### DATA PROVIDED

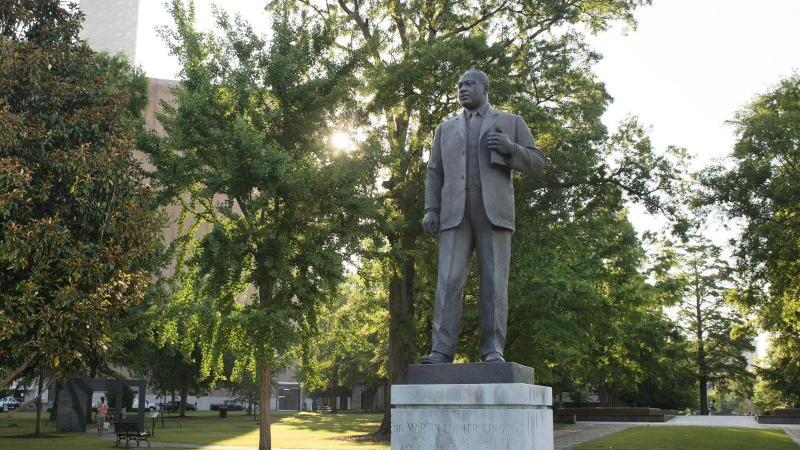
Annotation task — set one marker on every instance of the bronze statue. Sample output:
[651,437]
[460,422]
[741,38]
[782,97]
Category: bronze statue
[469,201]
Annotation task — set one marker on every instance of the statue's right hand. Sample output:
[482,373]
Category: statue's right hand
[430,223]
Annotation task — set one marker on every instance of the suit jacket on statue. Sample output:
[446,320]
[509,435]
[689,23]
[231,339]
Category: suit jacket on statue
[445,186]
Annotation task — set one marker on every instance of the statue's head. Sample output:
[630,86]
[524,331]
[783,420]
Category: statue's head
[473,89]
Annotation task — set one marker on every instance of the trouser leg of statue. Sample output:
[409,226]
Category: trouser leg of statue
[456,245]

######
### DATA PROVIDED

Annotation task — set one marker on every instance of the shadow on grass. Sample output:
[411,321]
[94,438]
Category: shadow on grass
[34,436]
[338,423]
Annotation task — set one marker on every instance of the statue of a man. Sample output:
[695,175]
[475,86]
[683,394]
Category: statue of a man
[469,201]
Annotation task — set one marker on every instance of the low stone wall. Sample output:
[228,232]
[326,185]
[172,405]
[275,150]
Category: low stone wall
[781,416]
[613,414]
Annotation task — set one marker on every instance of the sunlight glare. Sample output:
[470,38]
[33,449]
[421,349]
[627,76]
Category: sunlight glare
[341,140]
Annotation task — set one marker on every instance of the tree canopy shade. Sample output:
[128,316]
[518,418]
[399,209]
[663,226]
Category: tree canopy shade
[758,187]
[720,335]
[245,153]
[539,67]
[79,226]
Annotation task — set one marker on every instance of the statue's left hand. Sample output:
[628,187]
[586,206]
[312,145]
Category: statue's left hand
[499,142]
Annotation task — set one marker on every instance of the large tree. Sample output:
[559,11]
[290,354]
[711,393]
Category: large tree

######

DIRECTIONS FOR THIS TASK: Return every line of the material above that contains the word "left", matching uppercase and lowercase exactly.

PROBLEM SOLUTION:
Annotation task — set one marker on every instance of the statue's left hand. Sample output:
Category: statue's left hand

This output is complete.